### [Directions for this task]
Without changing a single word, output each entry.
== Material supplied
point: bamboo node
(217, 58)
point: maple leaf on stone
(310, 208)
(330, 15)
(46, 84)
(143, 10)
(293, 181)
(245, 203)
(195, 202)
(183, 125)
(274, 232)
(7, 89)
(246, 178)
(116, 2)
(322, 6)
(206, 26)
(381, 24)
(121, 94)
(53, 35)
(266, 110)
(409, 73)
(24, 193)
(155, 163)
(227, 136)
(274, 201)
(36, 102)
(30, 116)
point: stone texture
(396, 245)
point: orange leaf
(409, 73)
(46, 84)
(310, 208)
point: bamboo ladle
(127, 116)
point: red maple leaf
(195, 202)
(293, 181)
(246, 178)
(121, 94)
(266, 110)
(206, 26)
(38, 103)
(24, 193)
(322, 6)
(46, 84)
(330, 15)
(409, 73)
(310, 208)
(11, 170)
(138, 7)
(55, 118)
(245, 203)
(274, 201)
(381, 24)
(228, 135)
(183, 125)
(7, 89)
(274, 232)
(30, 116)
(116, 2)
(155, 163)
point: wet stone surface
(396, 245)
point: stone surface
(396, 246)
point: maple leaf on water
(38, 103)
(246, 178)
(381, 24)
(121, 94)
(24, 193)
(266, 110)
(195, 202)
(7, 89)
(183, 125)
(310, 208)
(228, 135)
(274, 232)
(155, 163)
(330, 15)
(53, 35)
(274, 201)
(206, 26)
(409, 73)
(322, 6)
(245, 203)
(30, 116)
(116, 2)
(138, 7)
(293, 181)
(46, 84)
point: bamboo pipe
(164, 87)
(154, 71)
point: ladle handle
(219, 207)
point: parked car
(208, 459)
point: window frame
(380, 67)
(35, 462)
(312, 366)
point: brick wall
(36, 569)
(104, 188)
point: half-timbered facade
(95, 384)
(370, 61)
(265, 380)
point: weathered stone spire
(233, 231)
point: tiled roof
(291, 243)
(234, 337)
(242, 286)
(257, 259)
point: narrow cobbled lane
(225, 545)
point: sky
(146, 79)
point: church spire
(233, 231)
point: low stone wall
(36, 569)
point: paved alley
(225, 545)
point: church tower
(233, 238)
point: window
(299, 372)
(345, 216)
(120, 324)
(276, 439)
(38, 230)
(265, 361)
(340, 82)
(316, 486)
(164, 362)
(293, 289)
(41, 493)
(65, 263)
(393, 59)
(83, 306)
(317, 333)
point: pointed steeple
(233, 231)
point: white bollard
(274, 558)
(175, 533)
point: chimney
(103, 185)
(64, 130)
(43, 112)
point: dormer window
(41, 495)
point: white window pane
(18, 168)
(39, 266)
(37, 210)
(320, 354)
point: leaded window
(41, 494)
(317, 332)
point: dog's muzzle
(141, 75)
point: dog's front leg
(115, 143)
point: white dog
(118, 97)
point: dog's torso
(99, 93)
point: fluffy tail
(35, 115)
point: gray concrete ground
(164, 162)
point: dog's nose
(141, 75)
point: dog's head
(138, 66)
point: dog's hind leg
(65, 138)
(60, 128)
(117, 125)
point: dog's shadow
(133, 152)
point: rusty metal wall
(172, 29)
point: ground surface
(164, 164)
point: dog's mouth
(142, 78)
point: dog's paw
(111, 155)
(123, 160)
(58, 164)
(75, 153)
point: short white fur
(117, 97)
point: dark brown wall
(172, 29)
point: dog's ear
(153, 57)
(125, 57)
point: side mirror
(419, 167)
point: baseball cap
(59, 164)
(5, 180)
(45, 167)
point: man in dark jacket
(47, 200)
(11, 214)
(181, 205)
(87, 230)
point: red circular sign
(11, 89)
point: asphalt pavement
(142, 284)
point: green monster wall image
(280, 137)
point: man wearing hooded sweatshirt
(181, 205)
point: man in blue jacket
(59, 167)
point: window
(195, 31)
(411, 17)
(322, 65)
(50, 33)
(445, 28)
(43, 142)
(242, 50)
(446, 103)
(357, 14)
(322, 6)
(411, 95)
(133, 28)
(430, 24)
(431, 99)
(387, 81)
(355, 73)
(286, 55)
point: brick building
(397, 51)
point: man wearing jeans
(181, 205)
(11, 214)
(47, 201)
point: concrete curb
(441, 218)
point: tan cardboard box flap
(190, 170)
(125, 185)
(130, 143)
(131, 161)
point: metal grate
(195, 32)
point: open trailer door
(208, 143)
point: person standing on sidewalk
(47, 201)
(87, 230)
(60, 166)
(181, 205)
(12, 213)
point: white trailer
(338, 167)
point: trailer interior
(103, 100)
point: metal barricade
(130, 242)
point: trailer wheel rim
====
### [The completed task]
point: bamboo node
(217, 58)
point: maple leaf on stone
(310, 208)
(330, 15)
(46, 84)
(143, 10)
(293, 181)
(245, 203)
(195, 202)
(183, 125)
(274, 232)
(7, 89)
(246, 178)
(116, 2)
(322, 6)
(206, 26)
(381, 24)
(121, 94)
(53, 35)
(266, 110)
(409, 73)
(24, 193)
(155, 163)
(227, 136)
(274, 201)
(36, 102)
(30, 116)
point: stone texture
(396, 245)
point: orange leaf
(409, 73)
(46, 84)
(310, 208)
point: bamboo ladle
(127, 116)
point: red maple leaf
(195, 202)
(293, 181)
(246, 178)
(121, 94)
(266, 110)
(206, 26)
(38, 103)
(24, 193)
(322, 6)
(46, 84)
(330, 15)
(409, 73)
(310, 208)
(11, 170)
(138, 7)
(55, 118)
(245, 203)
(274, 201)
(381, 24)
(228, 135)
(183, 125)
(7, 89)
(274, 232)
(30, 116)
(116, 2)
(155, 163)
point: wet stone surface
(396, 245)
point: stone surface
(396, 246)
point: maple leaf on water
(38, 103)
(246, 178)
(381, 24)
(121, 94)
(24, 193)
(266, 110)
(195, 202)
(7, 89)
(183, 125)
(310, 208)
(228, 135)
(274, 232)
(155, 163)
(330, 15)
(53, 35)
(274, 201)
(206, 26)
(409, 73)
(322, 6)
(245, 203)
(30, 116)
(116, 2)
(138, 7)
(293, 181)
(46, 84)
point: bamboo pipe
(164, 87)
(154, 71)
point: ladle handle
(219, 207)
point: parked car
(208, 459)
point: window frame
(380, 67)
(35, 462)
(312, 366)
point: brick wall
(36, 569)
(104, 188)
point: half-timbered facade
(95, 384)
(370, 61)
(265, 380)
point: weathered stone spire
(233, 231)
point: tiled roof
(291, 243)
(234, 337)
(242, 286)
(257, 259)
point: narrow cobbled lane
(225, 545)
point: sky
(146, 79)
point: church spire
(233, 231)
point: low stone wall
(36, 569)
point: paved alley
(225, 545)
point: church tower
(233, 238)
point: window
(299, 372)
(345, 216)
(120, 324)
(276, 439)
(38, 230)
(265, 361)
(340, 82)
(316, 486)
(164, 362)
(293, 289)
(41, 493)
(65, 263)
(393, 59)
(83, 306)
(317, 333)
point: pointed steeple
(233, 231)
point: white bollard
(274, 558)
(175, 533)
point: chimney
(103, 185)
(64, 130)
(43, 112)
point: dormer window
(41, 495)
point: white window pane
(18, 168)
(39, 266)
(37, 210)
(320, 354)
point: leaded window
(41, 494)
(317, 332)
point: dog's muzzle
(141, 75)
point: dog's front leg
(115, 143)
point: white dog
(118, 97)
point: dog's torso
(99, 93)
point: fluffy tail
(35, 115)
point: gray concrete ground
(164, 162)
point: dog's nose
(141, 75)
point: dog's head
(138, 66)
point: dog's hind leg
(65, 138)
(60, 128)
(117, 125)
point: dog's shadow
(133, 152)
point: rusty metal wall
(172, 29)
point: ground surface
(164, 164)
point: dog's mouth
(142, 78)
point: dog's paw
(111, 155)
(123, 160)
(58, 164)
(75, 153)
point: short white fur
(117, 97)
point: dark brown wall
(172, 29)
point: dog's ear
(153, 57)
(125, 57)
point: side mirror
(419, 167)
point: baseball cap
(59, 164)
(5, 180)
(45, 167)
point: man in dark jacket
(47, 200)
(11, 214)
(181, 205)
(87, 230)
point: red circular sign
(11, 89)
point: asphalt pavement
(142, 284)
point: green monster wall image
(280, 137)
point: man wearing hooded sweatshirt
(181, 205)
point: man in blue jacket
(59, 167)
point: window
(195, 31)
(411, 17)
(322, 65)
(50, 33)
(445, 28)
(43, 142)
(242, 50)
(446, 103)
(357, 14)
(322, 6)
(411, 95)
(133, 28)
(430, 24)
(431, 99)
(387, 81)
(355, 73)
(286, 55)
point: brick building
(397, 51)
point: man wearing jeans
(181, 205)
(11, 214)
(47, 201)
point: concrete curb
(441, 218)
point: tan cardboard box flap
(190, 170)
(125, 185)
(130, 143)
(131, 161)
point: metal grate
(195, 32)
point: open trailer door
(208, 143)
point: person standing on sidewalk
(47, 201)
(87, 230)
(60, 166)
(181, 205)
(12, 213)
point: white trailer
(338, 167)
point: trailer interior
(103, 100)
point: metal barricade
(130, 242)
point: trailer wheel rim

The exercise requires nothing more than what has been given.